Exercise task
Reproduce every entry below verbatim, line for line, with no changes.

Records to process
■ ■ ■ ■ ■ ■ ■
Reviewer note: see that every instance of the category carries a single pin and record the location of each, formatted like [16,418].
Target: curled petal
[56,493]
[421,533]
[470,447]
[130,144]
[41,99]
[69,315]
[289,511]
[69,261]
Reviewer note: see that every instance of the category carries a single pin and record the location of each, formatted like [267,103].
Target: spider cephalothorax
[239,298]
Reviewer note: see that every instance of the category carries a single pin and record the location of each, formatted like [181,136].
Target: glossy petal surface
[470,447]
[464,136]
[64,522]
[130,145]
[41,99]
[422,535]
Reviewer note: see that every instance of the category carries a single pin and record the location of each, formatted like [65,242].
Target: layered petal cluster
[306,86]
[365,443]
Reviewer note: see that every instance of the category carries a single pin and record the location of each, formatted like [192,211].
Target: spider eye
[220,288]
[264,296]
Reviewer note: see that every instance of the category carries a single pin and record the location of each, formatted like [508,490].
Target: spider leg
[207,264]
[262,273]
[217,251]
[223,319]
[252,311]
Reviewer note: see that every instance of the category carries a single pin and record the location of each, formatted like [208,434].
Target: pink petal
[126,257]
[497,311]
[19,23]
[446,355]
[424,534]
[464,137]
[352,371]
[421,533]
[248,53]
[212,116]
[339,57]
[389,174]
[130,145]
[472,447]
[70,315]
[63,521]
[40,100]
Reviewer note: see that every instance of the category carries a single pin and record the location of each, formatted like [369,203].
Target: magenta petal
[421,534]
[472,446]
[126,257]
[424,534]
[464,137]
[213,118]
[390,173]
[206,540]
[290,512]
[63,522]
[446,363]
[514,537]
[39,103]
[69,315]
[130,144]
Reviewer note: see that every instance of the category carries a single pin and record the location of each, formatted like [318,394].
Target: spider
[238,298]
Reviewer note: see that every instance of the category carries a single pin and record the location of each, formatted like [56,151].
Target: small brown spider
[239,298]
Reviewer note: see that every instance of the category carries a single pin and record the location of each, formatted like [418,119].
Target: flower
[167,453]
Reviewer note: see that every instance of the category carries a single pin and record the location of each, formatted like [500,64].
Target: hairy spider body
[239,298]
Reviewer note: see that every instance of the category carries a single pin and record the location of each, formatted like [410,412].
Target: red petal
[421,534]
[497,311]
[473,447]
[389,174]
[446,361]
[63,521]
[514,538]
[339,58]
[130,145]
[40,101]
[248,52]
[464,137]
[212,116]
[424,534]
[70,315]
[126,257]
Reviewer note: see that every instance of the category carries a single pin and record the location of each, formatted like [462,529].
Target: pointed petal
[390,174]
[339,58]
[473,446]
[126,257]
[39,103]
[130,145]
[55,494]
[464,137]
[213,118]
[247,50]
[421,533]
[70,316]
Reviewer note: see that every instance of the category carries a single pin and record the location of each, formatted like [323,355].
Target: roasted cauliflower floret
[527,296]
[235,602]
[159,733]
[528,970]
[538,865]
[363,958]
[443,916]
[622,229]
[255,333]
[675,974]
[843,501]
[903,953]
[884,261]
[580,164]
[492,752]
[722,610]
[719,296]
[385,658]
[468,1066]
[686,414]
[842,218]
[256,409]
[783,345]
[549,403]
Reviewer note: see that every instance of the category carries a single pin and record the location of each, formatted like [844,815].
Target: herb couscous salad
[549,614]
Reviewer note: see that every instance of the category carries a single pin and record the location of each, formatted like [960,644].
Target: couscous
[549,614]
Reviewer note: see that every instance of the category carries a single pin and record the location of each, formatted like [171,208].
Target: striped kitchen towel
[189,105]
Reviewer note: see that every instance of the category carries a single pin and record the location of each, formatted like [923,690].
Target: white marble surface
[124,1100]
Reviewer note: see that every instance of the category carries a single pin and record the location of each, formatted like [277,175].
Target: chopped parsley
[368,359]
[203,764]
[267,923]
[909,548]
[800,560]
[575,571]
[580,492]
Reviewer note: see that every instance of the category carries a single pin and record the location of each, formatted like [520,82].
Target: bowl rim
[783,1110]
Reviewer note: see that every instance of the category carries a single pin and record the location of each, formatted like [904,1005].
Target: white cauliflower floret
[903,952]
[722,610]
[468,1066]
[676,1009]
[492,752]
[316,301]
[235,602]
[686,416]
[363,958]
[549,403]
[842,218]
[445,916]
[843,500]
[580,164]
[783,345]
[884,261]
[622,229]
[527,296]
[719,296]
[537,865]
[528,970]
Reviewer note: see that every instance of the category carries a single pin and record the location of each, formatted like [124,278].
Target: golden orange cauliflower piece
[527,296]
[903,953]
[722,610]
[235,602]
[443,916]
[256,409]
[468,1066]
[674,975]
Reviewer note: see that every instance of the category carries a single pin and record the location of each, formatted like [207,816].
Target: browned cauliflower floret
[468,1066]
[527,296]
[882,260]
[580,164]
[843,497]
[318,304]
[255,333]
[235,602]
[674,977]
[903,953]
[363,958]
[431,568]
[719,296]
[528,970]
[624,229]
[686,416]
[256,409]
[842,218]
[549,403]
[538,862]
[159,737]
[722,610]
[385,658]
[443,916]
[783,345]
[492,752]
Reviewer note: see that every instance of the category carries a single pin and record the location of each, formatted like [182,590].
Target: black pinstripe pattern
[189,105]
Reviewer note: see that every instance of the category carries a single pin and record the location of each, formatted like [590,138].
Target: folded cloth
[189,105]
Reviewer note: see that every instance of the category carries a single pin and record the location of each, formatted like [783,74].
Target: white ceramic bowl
■ ■ ■ ■ ■ ■ ■
Result of this exercise
Reviewer note: see that every instance of the category carries a single pin and record the location of each, formatted like [16,418].
Target: curled petal
[56,493]
[421,533]
[470,447]
[130,144]
[41,99]
[69,315]
[289,511]
[69,261]
Reviewer note: see that every instance of the category carries a single pin and record the location of each, formatted like [267,103].
Target: spider cephalothorax
[239,298]
Reviewer note: see that every instance of the category carries a single pin and record the location of each, formatted like [181,136].
Target: glossy petal surface
[470,447]
[464,136]
[64,522]
[130,145]
[41,99]
[422,535]
Reviewer note: see that every instance of the category carries a single pin and record the location of each, formatted like [65,242].
Target: layered petal cluster
[306,86]
[365,443]
Reviewer note: see that every instance of the category carries a single pin and record the location of each, formatted like [192,211].
Target: spider eye
[220,288]
[264,296]
Reviewer note: see that every instance of the category carries a single pin and record the location of each, formatted like [508,490].
Target: spider leg
[207,264]
[262,273]
[217,251]
[223,319]
[252,311]
Reviewer note: see that every instance of the category carries a single pin and record the location of each, formatted like [208,434].
Target: pink petal
[126,257]
[497,311]
[19,23]
[446,355]
[424,534]
[464,137]
[352,371]
[421,533]
[248,53]
[212,116]
[339,57]
[389,174]
[130,145]
[472,447]
[70,315]
[63,521]
[40,100]
Reviewer note: see that every instance of the category carries a single pin and record the location of each, formatted like [369,203].
Target: magenta petal
[421,534]
[472,446]
[126,257]
[424,534]
[464,137]
[213,118]
[390,173]
[206,540]
[290,512]
[63,522]
[446,363]
[514,537]
[39,103]
[69,315]
[130,144]
Reviewer note: see that every instance of the category carries a single pin and record the location of each, formatted like [318,394].
Target: spider
[238,298]
Reviewer note: see that every instance of the category carries a single pin and record the location of each, formatted like [56,151].
Target: small brown spider
[239,298]
Reviewer note: see that every instance of the category carries a single pin and record the location of each, formatted like [418,119].
Target: flower
[167,453]
Reviewer note: see that every instance of the category carries a single pin and record the location of each, formatted like [500,64].
Target: hairy spider body
[239,298]
Reviewer note: see that every instance of the category carries a single pin and record the location of each, formatted like [410,412].
Target: red petal
[421,534]
[497,311]
[473,447]
[389,174]
[446,361]
[63,521]
[514,538]
[339,58]
[130,145]
[40,101]
[248,52]
[464,137]
[212,116]
[424,534]
[70,315]
[126,257]
Reviewer note: see that every instance of the category carries a single pin and record the location of each, formatted like [462,529].
Target: pointed petal
[390,174]
[339,58]
[473,446]
[126,257]
[39,103]
[130,145]
[55,494]
[464,137]
[213,118]
[247,50]
[421,533]
[70,316]
Reviewer note: see that every instance of the category carries a single pin and record the location of each, formatted like [323,355].
Target: roasted cauliflower floret
[527,296]
[235,602]
[159,733]
[528,970]
[538,865]
[363,958]
[443,916]
[622,229]
[255,333]
[675,974]
[843,501]
[903,953]
[884,261]
[580,164]
[492,752]
[722,610]
[719,296]
[385,658]
[468,1066]
[686,414]
[842,218]
[256,409]
[783,345]
[549,403]
Reviewer note: see that every instance of the category carries a single pin and record the location of each, formatted like [844,815].
Target: herb couscous salad
[549,614]
Reviewer note: see that every instance of the category carries a single pin and record the location of each, formatted like [960,644].
Target: couscous
[549,614]
Reviewer note: see that every instance of the category carries a single pin and record the location of each, formatted like [171,208].
Target: striped kitchen towel
[189,105]
Reviewer note: see that every instance of the category carries a single pin and record the location of each, formatted like [923,690].
Target: white marble surface
[124,1100]
Reviewer note: see that every instance of the category carries a single pin and record the location of each, formatted like [277,175].
Target: chopped parsley
[368,359]
[203,764]
[267,923]
[909,548]
[800,560]
[575,571]
[580,492]
Reviewer note: see that every instance of the category carries a single pin and record the location of each, formatted like [520,82].
Target: bowl rim
[783,1110]
Reviewer note: see that every instance of the category carries a single pin and record the location of each, formatted like [904,1005].
Target: white cauliflower floret
[903,952]
[722,610]
[468,1066]
[676,1009]
[492,752]
[316,301]
[235,602]
[686,416]
[363,958]
[549,403]
[842,218]
[445,916]
[843,500]
[580,164]
[783,345]
[884,261]
[622,229]
[527,296]
[719,296]
[537,865]
[528,970]
Reviewer note: see that every instance of the category carries a single pin and record the location of each, formatted like [124,278].
Target: golden orange cauliflower piece
[527,296]
[903,953]
[722,610]
[235,602]
[443,916]
[256,409]
[468,1066]
[674,975]
Reviewer note: see that every instance of the category carries a single pin and record the location of each, formatted like [207,816].
Target: browned cauliflower floret
[468,1066]
[527,296]
[882,260]
[580,164]
[843,497]
[318,304]
[255,333]
[235,602]
[674,977]
[903,953]
[363,958]
[431,568]
[719,296]
[528,970]
[624,229]
[686,416]
[256,409]
[842,218]
[549,403]
[538,862]
[159,737]
[722,610]
[385,658]
[443,916]
[783,345]
[492,752]
Reviewer note: see that every instance of the category carries a single pin and record the location of each, formatted like [182,590].
Target: black pinstripe pattern
[189,105]
Reviewer note: see that every instance of the category carries a single pin and record the location of each, formatted like [590,138].
Target: folded cloth
[189,105]
Reviewer note: see that every instance of the category carries a single pin and record the location of each, formatted like [783,74].
Target: white ceramic bowl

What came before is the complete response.